— Given data —
+ + + + + + +
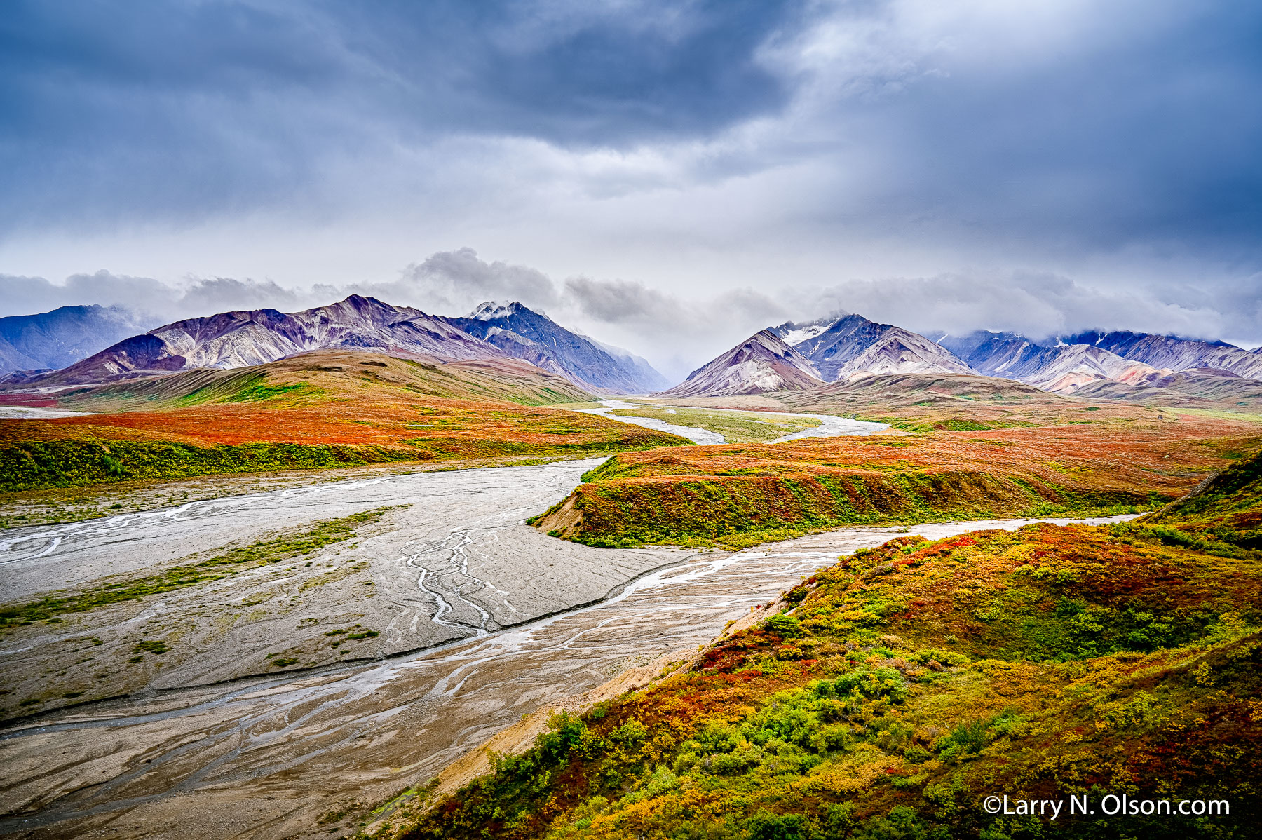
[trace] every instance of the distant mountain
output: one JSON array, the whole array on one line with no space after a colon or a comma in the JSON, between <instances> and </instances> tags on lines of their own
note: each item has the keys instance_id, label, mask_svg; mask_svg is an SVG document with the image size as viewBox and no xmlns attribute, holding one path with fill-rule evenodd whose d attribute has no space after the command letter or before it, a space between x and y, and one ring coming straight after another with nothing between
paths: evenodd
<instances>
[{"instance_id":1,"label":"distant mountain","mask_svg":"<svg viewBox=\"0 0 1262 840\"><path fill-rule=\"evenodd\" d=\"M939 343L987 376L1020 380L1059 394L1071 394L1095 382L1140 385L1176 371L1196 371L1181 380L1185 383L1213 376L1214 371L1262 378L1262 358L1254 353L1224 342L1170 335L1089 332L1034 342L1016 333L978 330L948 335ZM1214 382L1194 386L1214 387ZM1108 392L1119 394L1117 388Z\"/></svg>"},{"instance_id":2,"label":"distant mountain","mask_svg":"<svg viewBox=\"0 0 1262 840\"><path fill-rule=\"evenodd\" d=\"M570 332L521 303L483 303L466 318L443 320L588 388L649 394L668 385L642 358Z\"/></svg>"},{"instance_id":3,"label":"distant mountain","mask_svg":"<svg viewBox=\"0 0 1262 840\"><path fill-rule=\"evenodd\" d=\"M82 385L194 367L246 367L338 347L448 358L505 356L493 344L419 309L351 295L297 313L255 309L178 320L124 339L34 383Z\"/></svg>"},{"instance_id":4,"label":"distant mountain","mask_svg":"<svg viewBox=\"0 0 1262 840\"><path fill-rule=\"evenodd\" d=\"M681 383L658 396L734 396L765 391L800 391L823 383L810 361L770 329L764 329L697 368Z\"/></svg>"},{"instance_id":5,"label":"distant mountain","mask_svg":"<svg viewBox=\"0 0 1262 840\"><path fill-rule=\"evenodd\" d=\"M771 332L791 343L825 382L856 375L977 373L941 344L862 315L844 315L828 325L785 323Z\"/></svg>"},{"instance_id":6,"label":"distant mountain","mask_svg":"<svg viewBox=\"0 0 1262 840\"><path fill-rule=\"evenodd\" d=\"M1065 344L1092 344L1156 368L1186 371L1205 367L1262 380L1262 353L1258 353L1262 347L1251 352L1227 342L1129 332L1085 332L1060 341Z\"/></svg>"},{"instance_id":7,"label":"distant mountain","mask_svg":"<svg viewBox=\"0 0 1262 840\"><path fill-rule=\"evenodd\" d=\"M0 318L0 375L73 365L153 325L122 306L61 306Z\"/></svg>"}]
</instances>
+ + + + + + +
— Prompt —
Count the lines in the records above that contain the word "mountain", treating uppercase and lowercase as different, and reply with only that number.

— Response —
2